> **What this task involves**: Gather every line below that contains the word "glass" and copy each one out. Upper and lower case must match.

Items listed in a dataset

** start **

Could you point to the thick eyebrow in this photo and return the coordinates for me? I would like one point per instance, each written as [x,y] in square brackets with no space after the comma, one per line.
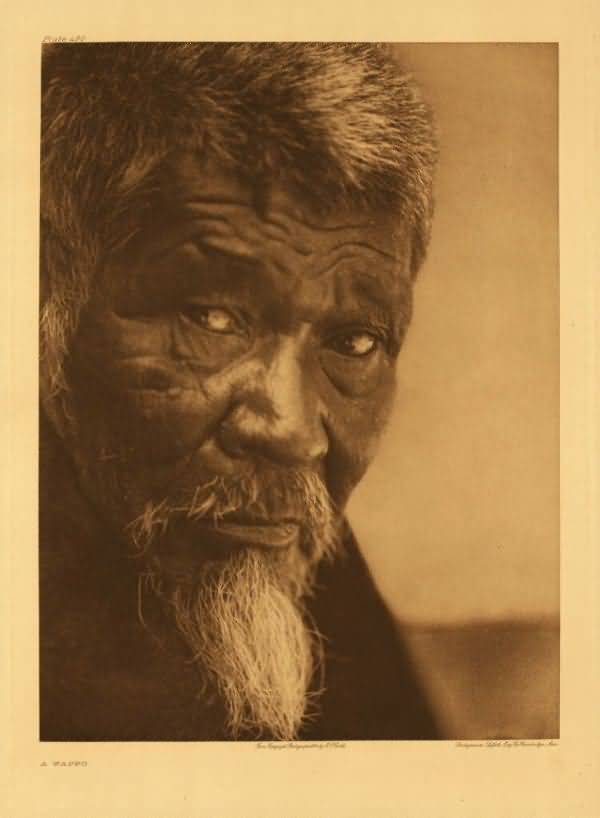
[370,291]
[362,246]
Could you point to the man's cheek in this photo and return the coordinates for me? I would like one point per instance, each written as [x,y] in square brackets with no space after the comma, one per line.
[165,425]
[354,436]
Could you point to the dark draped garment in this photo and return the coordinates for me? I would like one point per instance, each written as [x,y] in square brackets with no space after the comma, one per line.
[106,677]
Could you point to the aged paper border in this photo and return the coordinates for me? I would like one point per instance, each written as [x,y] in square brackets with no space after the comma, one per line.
[173,780]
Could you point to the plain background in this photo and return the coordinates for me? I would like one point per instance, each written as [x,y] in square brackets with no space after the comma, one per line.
[459,513]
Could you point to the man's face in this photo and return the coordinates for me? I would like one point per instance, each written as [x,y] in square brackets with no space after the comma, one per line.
[229,380]
[224,340]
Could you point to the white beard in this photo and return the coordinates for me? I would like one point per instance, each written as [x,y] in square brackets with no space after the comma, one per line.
[244,624]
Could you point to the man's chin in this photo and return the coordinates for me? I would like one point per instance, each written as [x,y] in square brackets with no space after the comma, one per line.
[241,617]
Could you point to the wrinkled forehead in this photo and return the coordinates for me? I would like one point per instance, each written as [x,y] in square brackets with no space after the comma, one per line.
[201,192]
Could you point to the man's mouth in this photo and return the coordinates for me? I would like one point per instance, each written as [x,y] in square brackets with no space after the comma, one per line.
[257,534]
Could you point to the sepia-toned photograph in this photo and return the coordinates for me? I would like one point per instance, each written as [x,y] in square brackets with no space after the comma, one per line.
[299,392]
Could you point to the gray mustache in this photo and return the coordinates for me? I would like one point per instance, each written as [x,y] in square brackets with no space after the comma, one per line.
[265,495]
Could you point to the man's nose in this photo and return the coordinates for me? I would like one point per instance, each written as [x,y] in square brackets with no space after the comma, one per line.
[276,414]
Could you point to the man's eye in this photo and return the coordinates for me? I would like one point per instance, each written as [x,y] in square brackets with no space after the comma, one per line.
[356,344]
[214,319]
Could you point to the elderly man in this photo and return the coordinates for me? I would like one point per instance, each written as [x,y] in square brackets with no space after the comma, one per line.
[229,238]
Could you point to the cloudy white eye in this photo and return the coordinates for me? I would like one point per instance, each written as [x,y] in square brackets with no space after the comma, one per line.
[215,319]
[355,344]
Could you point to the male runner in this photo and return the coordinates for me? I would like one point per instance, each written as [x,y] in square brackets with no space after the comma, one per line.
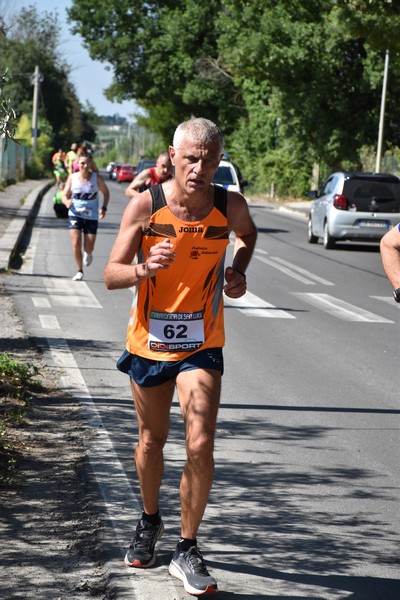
[152,176]
[179,232]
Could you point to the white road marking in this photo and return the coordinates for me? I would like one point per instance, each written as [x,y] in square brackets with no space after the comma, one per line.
[253,306]
[74,294]
[388,299]
[40,302]
[341,309]
[49,322]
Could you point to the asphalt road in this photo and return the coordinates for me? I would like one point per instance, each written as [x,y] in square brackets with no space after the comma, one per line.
[306,496]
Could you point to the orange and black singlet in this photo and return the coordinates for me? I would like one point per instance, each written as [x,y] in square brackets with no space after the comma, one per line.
[180,310]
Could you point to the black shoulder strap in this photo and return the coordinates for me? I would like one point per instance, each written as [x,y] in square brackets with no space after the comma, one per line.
[158,198]
[220,198]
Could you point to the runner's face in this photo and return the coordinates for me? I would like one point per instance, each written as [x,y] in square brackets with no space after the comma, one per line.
[195,164]
[163,168]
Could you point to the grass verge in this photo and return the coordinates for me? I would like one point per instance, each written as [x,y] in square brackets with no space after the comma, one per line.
[18,381]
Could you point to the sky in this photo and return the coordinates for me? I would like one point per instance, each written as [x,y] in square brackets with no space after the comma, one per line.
[89,77]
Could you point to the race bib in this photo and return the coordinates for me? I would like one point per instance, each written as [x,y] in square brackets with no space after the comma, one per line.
[175,332]
[86,213]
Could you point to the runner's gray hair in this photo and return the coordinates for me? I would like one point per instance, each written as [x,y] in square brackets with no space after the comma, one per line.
[200,130]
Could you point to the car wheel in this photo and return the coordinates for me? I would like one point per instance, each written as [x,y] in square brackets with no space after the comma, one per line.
[311,238]
[329,241]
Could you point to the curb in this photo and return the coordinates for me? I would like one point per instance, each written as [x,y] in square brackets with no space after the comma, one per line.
[24,216]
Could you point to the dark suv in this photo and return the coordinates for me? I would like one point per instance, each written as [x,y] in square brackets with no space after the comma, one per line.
[354,206]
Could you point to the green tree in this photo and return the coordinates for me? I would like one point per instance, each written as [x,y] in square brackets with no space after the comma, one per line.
[290,82]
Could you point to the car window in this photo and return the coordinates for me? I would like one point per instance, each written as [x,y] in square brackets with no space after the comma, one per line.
[329,186]
[373,196]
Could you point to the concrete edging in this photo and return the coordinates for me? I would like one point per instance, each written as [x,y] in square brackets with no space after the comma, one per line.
[13,234]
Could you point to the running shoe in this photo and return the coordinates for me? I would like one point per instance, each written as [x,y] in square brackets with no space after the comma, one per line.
[190,568]
[87,259]
[141,553]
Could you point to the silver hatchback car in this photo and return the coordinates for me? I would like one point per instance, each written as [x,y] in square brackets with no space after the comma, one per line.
[354,206]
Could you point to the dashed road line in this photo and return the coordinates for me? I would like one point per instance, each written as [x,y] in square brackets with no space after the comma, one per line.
[49,322]
[253,306]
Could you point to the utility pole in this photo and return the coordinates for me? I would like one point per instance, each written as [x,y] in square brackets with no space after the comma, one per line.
[382,115]
[37,78]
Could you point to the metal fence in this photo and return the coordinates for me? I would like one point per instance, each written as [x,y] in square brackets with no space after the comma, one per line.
[13,160]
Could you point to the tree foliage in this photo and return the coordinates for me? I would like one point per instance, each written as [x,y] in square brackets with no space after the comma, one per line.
[290,82]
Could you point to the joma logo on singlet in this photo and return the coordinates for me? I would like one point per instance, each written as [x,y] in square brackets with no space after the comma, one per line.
[191,229]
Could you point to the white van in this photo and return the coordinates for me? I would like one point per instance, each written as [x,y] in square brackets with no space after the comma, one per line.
[227,176]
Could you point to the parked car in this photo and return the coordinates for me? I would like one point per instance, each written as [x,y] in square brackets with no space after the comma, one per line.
[227,175]
[354,206]
[126,172]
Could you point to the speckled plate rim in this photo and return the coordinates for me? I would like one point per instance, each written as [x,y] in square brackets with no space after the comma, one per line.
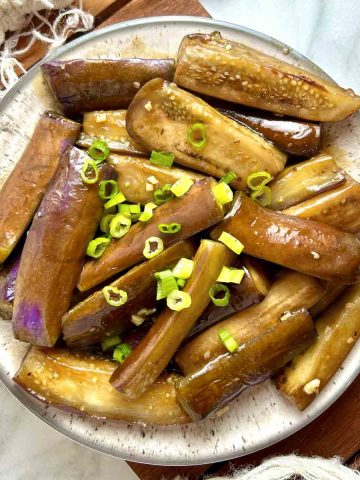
[322,403]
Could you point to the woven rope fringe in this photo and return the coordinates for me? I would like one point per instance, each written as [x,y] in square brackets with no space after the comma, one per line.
[288,467]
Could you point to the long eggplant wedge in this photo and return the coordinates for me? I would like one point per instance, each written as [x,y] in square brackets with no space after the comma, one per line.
[148,360]
[304,245]
[338,329]
[109,125]
[54,251]
[86,85]
[195,211]
[290,292]
[94,319]
[79,381]
[135,177]
[252,289]
[289,135]
[161,117]
[305,180]
[22,192]
[224,378]
[211,65]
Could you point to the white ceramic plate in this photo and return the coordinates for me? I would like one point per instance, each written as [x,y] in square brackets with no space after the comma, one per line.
[261,416]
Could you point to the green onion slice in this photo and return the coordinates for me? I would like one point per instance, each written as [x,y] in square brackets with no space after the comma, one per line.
[229,177]
[258,179]
[121,352]
[196,136]
[262,196]
[164,159]
[107,189]
[182,186]
[178,300]
[97,247]
[183,269]
[231,242]
[99,151]
[89,171]
[115,200]
[163,194]
[231,275]
[153,246]
[169,227]
[228,340]
[223,193]
[119,225]
[114,296]
[110,342]
[220,295]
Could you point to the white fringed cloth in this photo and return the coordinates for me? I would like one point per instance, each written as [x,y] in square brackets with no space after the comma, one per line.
[16,22]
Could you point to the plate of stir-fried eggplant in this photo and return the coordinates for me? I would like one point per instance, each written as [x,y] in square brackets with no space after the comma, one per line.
[179,218]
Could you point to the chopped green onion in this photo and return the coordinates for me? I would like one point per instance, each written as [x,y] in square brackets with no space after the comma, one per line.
[223,193]
[258,179]
[105,223]
[104,185]
[99,151]
[228,340]
[110,342]
[89,171]
[169,227]
[163,194]
[97,247]
[231,275]
[196,136]
[153,246]
[162,158]
[183,269]
[119,226]
[262,196]
[182,186]
[224,292]
[115,200]
[231,242]
[166,283]
[178,300]
[229,177]
[114,296]
[148,212]
[122,352]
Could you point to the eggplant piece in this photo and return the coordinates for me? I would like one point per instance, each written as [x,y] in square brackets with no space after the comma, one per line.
[54,251]
[304,180]
[85,85]
[134,174]
[252,289]
[339,207]
[289,135]
[109,125]
[23,190]
[94,319]
[141,369]
[80,381]
[338,329]
[195,211]
[211,65]
[226,377]
[161,114]
[292,291]
[304,245]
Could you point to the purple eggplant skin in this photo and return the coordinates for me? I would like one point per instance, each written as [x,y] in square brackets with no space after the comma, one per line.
[94,319]
[54,251]
[23,190]
[84,84]
[225,378]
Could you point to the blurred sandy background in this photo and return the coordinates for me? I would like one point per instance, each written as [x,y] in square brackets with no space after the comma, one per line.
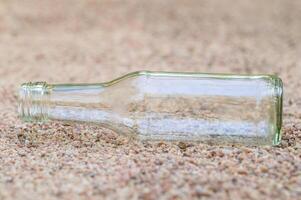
[94,41]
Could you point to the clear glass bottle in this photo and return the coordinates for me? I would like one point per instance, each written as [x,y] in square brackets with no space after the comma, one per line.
[212,108]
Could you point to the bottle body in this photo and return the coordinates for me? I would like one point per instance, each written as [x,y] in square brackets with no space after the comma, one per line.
[168,106]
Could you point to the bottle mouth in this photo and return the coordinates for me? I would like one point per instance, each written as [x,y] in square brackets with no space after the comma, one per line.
[33,100]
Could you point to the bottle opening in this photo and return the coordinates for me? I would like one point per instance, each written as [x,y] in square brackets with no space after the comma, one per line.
[33,100]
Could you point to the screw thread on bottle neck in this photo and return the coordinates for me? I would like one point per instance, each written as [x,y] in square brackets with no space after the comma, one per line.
[33,101]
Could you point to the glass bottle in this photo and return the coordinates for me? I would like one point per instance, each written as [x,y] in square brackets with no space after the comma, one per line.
[211,108]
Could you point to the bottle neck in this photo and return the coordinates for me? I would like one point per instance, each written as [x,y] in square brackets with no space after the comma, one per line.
[40,101]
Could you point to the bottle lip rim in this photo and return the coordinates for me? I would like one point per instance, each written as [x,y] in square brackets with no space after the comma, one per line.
[32,100]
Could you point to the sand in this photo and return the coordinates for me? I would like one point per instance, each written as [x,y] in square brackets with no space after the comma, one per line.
[94,41]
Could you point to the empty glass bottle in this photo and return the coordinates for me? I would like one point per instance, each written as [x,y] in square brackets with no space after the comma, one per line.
[212,108]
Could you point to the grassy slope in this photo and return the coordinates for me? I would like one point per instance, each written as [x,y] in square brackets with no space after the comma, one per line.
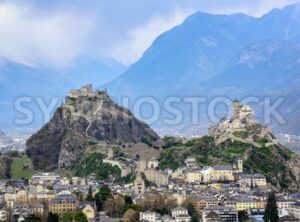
[21,168]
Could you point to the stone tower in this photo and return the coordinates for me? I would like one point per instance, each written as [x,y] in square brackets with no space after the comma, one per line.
[139,184]
[240,164]
[236,109]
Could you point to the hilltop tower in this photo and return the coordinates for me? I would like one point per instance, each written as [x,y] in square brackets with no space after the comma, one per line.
[236,108]
[139,183]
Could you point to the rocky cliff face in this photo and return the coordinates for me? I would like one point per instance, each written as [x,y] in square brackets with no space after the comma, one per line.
[81,122]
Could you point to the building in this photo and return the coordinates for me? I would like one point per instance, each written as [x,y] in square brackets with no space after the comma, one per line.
[139,184]
[244,203]
[252,180]
[149,216]
[179,211]
[193,176]
[223,173]
[3,214]
[64,203]
[42,178]
[190,161]
[152,163]
[89,209]
[200,202]
[160,178]
[85,91]
[294,210]
[207,174]
[212,214]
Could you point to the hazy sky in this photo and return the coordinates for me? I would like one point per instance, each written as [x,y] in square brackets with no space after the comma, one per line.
[54,32]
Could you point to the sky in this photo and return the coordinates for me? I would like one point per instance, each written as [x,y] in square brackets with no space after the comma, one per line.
[55,32]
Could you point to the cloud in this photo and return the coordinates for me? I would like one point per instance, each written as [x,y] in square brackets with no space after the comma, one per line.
[34,37]
[54,32]
[139,38]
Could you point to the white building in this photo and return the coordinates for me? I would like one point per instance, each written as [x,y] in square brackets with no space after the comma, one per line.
[294,210]
[180,214]
[207,173]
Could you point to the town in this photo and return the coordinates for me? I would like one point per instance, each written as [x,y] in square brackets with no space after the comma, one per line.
[146,192]
[190,193]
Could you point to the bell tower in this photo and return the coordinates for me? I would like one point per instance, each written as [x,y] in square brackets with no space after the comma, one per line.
[240,165]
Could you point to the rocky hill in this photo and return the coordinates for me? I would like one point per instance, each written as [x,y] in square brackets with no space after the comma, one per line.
[278,164]
[4,139]
[86,119]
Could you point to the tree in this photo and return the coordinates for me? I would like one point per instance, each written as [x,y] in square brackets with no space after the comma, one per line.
[271,211]
[191,209]
[131,215]
[90,197]
[243,215]
[67,217]
[102,196]
[52,217]
[128,200]
[192,212]
[109,206]
[32,218]
[119,204]
[80,217]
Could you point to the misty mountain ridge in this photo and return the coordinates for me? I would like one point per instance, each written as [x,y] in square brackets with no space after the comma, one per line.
[221,55]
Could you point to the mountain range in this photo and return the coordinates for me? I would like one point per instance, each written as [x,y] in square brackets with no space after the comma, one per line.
[222,55]
[208,55]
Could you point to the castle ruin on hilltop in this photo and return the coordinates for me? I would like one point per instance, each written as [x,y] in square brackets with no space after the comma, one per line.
[241,126]
[85,91]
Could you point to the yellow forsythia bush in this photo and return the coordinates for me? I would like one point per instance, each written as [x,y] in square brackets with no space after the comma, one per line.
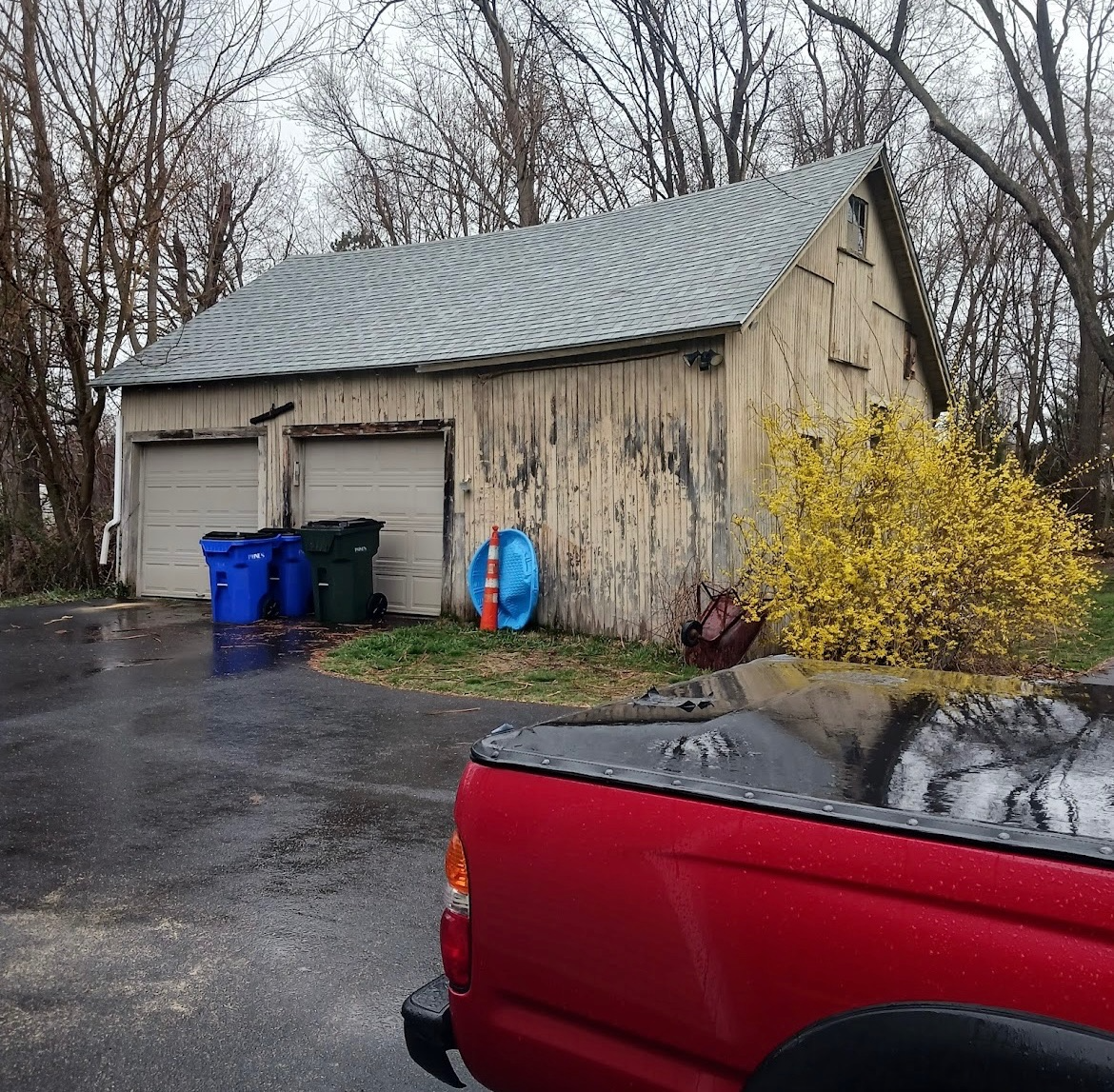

** end **

> **Response**:
Could you point to the clear glass bottle in this photo and return the coordinates for me? I would like one point per instance, each written as [x,y] in square brackets with no space after the comma, one per line.
Could you point to the glass bottle in this photo and return the coordinates for me? I would like one point per instance, each written as [x,y] in square brackets with no space after the comma, one per line.
Could you point to the empty glass bottle in this photo and return the coordinates for me? I would like one point per instance, each written as [x,y] in square brackets with no space after the comma, one per line.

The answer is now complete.